» **TASK INSTRUCTIONS**:
In your answer, copy every entry that follows exactly.

(AVAILABLE DATA)

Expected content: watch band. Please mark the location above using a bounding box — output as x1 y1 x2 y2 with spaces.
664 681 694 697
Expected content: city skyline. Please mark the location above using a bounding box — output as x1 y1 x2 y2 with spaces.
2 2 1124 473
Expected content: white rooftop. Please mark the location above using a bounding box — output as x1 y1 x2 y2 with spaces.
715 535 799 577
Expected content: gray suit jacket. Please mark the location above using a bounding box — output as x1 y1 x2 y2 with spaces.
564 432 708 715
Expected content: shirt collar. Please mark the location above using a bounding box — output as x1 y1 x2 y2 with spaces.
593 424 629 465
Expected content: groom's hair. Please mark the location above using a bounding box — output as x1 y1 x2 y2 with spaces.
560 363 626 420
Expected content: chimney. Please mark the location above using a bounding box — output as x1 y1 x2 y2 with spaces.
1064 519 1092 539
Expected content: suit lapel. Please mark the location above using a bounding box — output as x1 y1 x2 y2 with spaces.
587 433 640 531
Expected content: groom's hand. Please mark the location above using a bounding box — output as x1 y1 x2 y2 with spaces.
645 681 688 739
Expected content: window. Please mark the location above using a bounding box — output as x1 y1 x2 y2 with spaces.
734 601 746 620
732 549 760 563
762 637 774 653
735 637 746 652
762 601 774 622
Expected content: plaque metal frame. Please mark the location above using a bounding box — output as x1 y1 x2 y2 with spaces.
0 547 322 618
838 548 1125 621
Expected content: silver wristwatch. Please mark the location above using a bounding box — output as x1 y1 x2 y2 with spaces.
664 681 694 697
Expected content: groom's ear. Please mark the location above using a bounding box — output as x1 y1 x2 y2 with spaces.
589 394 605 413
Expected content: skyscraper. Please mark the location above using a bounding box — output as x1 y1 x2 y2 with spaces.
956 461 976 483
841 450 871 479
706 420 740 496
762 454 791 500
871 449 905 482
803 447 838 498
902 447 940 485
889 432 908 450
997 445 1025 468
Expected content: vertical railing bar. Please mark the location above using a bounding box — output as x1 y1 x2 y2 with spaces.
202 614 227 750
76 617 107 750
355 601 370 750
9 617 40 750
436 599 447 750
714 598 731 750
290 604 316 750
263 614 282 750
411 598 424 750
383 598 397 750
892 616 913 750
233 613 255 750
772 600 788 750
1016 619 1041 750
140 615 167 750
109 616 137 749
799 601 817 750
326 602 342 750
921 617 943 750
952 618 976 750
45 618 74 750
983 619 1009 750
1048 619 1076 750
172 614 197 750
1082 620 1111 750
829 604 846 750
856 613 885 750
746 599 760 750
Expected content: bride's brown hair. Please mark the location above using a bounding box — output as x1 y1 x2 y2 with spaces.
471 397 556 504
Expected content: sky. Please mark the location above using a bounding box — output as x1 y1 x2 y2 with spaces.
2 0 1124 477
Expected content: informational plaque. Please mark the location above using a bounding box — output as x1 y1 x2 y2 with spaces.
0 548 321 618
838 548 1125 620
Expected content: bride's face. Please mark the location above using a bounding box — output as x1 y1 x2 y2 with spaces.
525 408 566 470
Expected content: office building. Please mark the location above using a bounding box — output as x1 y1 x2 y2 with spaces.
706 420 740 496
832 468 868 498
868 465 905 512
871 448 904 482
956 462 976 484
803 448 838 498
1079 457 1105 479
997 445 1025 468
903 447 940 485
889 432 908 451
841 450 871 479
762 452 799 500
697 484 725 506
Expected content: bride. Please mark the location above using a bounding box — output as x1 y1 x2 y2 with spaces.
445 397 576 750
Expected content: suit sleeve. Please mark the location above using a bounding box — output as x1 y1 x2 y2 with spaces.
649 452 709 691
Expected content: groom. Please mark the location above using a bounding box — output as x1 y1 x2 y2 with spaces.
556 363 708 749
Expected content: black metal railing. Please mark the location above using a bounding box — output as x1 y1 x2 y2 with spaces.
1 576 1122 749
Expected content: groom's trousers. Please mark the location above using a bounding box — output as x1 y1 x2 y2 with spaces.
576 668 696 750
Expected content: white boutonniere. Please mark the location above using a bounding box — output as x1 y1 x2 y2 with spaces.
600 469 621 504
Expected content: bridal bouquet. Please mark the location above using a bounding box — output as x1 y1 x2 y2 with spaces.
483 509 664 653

(End AVAILABLE DATA)

» **SOLUTION TO THE PROBLEM**:
Expected content: watch band. Please mark the location above using a bounding box — output as x1 y1 x2 y2 with spaces.
664 681 694 697
Expected content: city skyline. Please mark the location above using a bounding box — output as x1 y1 x2 y2 with spaces.
2 2 1124 473
Expected content: white rooftop. Please mark the location above using a bounding box — output as x1 y1 x2 y2 with spaces.
715 535 799 577
Expected content: gray suit jacket. Please mark the location above using a bounding box — output as x1 y1 x2 y2 with spaces.
564 432 708 715
Expected content: shirt collar. Please mark the location above using a bounding box — output as x1 y1 x2 y2 with spaces.
593 424 629 465
Expected content: groom's hair. Please mark the location above using a bounding box — output as x1 y1 x2 y2 with spaces.
560 363 626 420
Expected content: chimney. Please mark the location above using a bounding box — output as x1 y1 x2 y2 with spaces.
1064 519 1092 539
Expected content: suit lapel. Please mark the location above using a bounding box — output as x1 y1 x2 y2 with spaces.
587 433 640 531
Expected content: groom's hand. Please mark the location above using a bounding box — output as x1 y1 x2 y2 with spaces.
645 681 688 739
Expected content: window. Please mark the location above using a bounding box — output as x1 y1 x2 y2 with spaces.
734 601 746 620
732 549 760 563
762 637 774 653
735 637 746 652
762 601 774 622
Expected content: plaque metal frame. Please mark the location above using a bounding box — output as x1 y1 x2 y2 with spaces.
0 547 322 618
838 548 1125 621
Expected content: silver wristwatch. Please mark the location above using a bounding box — output as x1 y1 x2 y2 with spaces.
664 681 694 697
Expected content: groom's ear. Please mark the location above using a bounding box — output as x1 y1 x2 y2 with spaces.
589 394 605 413
Expected content: skyscraper. Please mark the location above using a bounding box — output as x1 y1 x2 y2 with spaces.
956 461 976 483
841 450 871 479
706 420 740 496
762 454 791 500
871 449 905 482
803 447 838 498
902 447 940 485
889 432 908 450
997 445 1025 468
Expected content: vertical railing bar. Please mark the location above using a bounding box — output as x1 y1 x2 y2 with spaces.
202 614 227 750
76 617 107 750
355 601 370 750
9 617 40 750
436 599 447 750
714 598 731 750
290 604 316 750
263 614 282 750
411 598 424 750
383 598 397 750
892 616 913 750
233 613 255 750
772 600 788 750
1016 619 1041 750
140 615 167 750
109 616 137 749
799 601 817 750
326 602 342 750
921 617 943 750
952 618 976 750
45 618 74 750
983 619 1009 750
1048 619 1076 750
172 614 197 750
1082 620 1111 750
829 604 846 750
856 613 885 750
746 599 760 750
Expected content: bride's brown hair. Please mark the location above using a bounding box — output as x1 y1 x2 y2 with spaces.
471 397 556 504
Expected content: sky. Please mark the location above using a bounding box — output as x1 y1 x2 y2 with spaces.
2 0 1124 477
Expected content: informational plaque. Please mark the location above using a bounding box — output as x1 y1 x2 y2 with spaces.
0 548 321 618
838 548 1125 620
Expected content: bride's face. Please mark the location above using a bounding box — output as x1 y1 x2 y2 with spaces.
525 408 566 470
Expected content: office building. Please mark the location above using a bounding box — output as x1 y1 x2 y2 with spaces.
706 420 740 496
832 468 868 498
868 465 905 512
871 448 904 482
956 462 976 484
803 448 838 498
1079 457 1105 479
997 445 1025 468
903 447 940 485
889 432 908 451
841 450 871 479
762 452 799 500
697 484 725 506
Expected content: bride. Please mark the location above using a bounding box — output as x1 y1 x2 y2 with spaces.
445 397 576 750
Expected content: suit sleeve. Please mark the location above using a bounding box — output as x1 y1 x2 y2 with spaces.
649 452 709 691
Expected content: groom. Please mark the location above using a bounding box — output as x1 y1 x2 y2 with spaces.
556 363 708 749
Expected content: black metal railing. Please mark the location above using a bounding box — output as x1 y1 x2 y2 with spaces.
1 576 1122 749
Expected content: groom's trousers. Please mark the location above using a bounding box — output as x1 y1 x2 y2 with spaces.
576 668 696 750
Expected content: white boutonniere. Please mark the location above using a bounding box — output as x1 y1 x2 y2 with spaces.
600 469 621 504
Expected content: bridal bouquet. Please mark the location above using a bounding box — output as x1 y1 x2 y2 with spaces.
483 509 664 653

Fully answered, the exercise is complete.